— BEGIN Exercise material —
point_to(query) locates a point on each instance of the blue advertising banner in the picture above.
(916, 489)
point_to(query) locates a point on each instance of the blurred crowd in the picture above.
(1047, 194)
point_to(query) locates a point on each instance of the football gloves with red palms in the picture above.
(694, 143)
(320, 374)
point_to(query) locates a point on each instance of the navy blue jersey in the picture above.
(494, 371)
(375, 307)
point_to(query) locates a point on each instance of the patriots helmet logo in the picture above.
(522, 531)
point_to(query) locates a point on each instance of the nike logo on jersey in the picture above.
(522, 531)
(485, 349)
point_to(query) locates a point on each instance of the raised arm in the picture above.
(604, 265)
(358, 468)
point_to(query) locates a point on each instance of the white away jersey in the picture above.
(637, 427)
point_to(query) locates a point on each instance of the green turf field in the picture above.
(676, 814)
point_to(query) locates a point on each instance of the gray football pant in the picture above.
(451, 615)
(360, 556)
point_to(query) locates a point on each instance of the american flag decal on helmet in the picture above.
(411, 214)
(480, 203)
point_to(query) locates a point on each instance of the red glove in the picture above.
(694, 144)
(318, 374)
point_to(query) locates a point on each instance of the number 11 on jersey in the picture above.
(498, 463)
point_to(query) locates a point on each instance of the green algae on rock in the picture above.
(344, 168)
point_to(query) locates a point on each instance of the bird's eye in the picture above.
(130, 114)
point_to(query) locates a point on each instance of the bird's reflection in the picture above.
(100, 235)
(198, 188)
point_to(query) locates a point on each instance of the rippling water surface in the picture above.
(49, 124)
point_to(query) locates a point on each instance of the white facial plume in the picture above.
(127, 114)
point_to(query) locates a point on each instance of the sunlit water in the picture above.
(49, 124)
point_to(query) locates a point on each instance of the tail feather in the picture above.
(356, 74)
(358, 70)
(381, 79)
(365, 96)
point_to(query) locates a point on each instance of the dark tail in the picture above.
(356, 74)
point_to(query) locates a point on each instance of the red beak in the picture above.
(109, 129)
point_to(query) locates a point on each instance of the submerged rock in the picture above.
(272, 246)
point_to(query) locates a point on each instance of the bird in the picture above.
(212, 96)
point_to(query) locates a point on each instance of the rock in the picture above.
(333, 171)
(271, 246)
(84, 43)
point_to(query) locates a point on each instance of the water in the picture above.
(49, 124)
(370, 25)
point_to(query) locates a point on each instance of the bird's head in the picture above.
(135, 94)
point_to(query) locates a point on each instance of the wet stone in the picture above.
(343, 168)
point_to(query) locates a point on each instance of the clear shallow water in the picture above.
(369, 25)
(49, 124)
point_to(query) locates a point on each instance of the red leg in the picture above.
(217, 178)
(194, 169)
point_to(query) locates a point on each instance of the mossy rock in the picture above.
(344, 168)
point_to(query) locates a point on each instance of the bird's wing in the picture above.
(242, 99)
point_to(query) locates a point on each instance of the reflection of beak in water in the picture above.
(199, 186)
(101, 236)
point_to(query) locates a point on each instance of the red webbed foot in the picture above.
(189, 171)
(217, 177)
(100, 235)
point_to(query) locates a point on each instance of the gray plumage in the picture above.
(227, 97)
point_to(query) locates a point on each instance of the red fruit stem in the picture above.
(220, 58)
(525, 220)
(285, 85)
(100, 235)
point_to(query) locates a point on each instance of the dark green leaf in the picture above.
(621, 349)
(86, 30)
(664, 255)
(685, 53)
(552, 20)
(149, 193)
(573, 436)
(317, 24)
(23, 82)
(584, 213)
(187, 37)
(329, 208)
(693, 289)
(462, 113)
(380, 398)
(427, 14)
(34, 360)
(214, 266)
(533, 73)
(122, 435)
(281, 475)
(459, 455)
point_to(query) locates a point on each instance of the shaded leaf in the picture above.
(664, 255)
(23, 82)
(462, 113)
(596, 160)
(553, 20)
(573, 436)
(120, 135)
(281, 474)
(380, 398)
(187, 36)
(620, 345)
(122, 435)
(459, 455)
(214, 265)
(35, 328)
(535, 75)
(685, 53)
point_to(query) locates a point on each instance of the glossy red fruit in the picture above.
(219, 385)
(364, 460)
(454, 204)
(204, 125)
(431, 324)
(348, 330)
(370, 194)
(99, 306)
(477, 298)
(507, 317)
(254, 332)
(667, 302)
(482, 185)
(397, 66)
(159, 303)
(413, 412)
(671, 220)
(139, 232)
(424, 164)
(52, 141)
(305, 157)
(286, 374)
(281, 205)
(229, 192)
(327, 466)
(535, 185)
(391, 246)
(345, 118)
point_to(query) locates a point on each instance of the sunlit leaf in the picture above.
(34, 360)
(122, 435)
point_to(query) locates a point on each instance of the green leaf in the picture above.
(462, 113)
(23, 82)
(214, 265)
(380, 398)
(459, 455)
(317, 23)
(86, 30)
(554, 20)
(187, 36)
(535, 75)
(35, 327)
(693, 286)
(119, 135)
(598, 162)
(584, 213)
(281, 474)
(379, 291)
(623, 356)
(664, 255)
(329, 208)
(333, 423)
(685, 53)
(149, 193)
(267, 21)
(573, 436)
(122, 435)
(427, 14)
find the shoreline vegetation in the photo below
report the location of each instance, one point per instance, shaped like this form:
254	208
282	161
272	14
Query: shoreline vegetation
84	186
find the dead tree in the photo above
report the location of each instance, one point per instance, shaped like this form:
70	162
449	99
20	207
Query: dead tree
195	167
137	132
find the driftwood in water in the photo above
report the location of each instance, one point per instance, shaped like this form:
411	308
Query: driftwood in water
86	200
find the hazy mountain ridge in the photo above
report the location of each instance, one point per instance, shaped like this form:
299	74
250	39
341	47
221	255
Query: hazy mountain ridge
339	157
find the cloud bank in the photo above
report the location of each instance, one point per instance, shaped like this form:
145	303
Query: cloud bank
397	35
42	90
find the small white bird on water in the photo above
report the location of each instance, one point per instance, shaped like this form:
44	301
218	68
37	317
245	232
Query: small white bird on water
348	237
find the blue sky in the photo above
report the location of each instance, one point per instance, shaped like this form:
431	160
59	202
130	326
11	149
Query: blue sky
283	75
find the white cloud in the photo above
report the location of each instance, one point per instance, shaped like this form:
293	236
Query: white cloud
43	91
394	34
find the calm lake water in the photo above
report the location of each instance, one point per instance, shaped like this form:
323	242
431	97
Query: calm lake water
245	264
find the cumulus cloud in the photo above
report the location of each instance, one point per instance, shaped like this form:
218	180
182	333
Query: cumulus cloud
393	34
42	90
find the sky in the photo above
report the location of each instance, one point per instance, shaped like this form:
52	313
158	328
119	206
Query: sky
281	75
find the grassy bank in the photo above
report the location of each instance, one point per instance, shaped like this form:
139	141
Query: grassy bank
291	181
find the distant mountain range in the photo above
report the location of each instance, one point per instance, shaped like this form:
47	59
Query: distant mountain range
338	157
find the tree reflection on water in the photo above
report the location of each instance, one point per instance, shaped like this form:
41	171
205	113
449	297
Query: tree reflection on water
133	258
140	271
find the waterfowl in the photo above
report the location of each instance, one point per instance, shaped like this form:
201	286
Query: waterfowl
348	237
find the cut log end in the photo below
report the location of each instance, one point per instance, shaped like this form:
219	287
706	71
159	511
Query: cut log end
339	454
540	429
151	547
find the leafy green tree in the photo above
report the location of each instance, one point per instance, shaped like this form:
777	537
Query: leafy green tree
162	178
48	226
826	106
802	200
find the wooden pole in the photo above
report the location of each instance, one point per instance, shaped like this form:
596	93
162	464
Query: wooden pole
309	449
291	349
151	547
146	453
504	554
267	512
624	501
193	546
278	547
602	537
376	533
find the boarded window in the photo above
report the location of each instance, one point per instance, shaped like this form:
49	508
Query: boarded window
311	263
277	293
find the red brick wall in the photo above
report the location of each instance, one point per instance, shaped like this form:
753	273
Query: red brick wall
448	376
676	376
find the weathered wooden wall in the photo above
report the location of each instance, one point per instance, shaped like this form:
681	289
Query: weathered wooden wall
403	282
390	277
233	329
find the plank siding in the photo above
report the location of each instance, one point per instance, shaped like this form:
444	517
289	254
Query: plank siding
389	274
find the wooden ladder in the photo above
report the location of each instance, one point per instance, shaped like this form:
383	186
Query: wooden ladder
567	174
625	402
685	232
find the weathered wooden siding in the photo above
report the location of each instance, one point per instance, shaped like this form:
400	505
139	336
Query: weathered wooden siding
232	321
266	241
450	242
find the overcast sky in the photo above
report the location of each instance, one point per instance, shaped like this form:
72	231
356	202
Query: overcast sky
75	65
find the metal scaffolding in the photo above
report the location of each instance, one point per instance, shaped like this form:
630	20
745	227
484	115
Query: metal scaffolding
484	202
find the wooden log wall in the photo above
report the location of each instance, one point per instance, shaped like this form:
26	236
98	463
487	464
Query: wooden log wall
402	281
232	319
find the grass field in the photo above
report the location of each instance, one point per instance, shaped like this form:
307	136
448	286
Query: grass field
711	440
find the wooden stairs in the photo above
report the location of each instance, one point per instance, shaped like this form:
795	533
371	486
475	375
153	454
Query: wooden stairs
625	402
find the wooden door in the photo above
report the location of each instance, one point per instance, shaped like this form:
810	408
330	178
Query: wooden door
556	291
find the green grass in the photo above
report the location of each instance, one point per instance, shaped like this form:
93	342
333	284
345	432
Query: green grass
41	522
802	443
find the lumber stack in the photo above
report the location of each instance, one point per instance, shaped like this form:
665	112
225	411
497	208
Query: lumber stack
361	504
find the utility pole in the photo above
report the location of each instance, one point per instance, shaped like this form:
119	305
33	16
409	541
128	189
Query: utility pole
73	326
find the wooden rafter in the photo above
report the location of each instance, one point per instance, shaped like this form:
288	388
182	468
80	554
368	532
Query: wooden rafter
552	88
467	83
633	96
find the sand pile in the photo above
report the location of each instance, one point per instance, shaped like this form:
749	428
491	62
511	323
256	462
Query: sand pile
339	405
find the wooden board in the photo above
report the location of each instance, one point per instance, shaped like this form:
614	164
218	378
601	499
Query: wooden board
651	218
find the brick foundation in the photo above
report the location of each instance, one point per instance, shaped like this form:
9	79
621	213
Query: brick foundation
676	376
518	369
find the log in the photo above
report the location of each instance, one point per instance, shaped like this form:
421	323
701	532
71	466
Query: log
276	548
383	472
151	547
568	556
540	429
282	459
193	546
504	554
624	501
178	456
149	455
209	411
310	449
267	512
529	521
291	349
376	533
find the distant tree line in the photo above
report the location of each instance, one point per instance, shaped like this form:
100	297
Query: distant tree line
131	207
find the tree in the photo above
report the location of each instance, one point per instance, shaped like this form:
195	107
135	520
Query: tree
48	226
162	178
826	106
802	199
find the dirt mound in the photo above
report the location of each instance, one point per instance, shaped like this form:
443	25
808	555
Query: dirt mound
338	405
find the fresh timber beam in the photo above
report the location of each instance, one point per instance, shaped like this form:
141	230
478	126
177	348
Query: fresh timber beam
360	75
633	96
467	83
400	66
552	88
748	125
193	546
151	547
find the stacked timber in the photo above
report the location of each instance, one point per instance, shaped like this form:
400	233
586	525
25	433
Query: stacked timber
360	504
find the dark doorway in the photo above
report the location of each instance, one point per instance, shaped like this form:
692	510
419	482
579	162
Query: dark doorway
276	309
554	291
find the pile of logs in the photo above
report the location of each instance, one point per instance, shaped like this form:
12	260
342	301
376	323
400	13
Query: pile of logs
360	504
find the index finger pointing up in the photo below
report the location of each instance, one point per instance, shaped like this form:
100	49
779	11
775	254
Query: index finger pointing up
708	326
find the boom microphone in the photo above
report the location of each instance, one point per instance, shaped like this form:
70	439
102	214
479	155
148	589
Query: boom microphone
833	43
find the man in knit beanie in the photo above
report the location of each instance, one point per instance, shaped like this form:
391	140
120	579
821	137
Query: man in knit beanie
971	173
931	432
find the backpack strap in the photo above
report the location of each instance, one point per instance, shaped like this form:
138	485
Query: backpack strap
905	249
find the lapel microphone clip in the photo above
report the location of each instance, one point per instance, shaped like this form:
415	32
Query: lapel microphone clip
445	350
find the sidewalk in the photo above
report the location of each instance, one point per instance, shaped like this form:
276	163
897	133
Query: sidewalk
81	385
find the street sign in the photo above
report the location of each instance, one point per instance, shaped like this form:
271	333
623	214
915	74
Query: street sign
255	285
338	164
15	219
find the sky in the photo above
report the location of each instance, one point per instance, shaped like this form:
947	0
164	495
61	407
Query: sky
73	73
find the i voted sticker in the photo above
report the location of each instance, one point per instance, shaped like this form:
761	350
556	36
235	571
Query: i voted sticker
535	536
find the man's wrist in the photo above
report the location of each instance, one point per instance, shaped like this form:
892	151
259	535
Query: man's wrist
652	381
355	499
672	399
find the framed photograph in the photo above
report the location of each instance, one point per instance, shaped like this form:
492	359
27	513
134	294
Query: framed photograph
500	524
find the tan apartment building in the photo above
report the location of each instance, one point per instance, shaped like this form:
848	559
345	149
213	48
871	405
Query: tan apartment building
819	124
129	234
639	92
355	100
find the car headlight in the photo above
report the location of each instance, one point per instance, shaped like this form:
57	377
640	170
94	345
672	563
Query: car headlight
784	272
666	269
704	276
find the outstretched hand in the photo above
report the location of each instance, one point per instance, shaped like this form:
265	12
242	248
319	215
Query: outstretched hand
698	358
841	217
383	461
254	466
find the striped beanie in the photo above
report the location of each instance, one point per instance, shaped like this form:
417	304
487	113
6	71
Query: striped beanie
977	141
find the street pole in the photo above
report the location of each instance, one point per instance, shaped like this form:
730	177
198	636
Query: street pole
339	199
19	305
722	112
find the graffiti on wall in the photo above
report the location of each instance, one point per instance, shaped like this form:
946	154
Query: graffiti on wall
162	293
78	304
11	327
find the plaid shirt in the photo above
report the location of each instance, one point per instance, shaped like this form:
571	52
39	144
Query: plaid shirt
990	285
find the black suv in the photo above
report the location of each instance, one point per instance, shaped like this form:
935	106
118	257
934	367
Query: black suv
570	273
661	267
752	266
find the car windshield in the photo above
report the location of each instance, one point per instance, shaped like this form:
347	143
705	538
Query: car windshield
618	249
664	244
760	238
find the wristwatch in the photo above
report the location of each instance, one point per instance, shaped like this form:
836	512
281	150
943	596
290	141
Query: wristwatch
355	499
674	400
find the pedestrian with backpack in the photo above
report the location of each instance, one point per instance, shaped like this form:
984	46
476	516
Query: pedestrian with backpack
— END Exercise material —
● **Task instructions**: Repeat only the lines from the one holding "find the striped beanie in the photo above" through the last line of the data.

● **Complete response**:
find the striped beanie in the photo above
report the location of each instance, one point per instance, shaped like this form:
417	304
487	113
6	71
Query: striped beanie
977	141
find the street pole in the photo above
report the location of each instance, one point per instance, shaped like this form:
730	177
198	636
Query: street pole
339	199
19	305
722	112
find the graffiti on wall in the photo above
report the location of each instance, one point per instance, shaped like this form:
946	154
Query: graffiti on wall
162	293
78	304
11	327
find the plaid shirt in the photo above
report the location of each instance, one point per instance, shaped like this form:
571	52
39	144
Query: plaid shirt
990	285
find the black suv in the photo above
report the location of each instance, one point per instance, shaped like this form:
935	106
118	257
934	367
Query: black suv
570	273
661	267
752	266
find the car windshield in the photo above
report the location of each instance, one point per instance, shaped like this form:
347	143
705	538
Query: car windshield
618	249
664	244
760	238
find the wristwatch in the photo above
report the location of each instance, one point per instance, shaped like this form:
836	512
281	150
943	596
290	141
Query: wristwatch
355	499
674	400
find the pedestrian with backpack in the photo above
report the location of each instance, one point per instance, shaped like this form:
984	46
476	516
Query: pedestrian with backpack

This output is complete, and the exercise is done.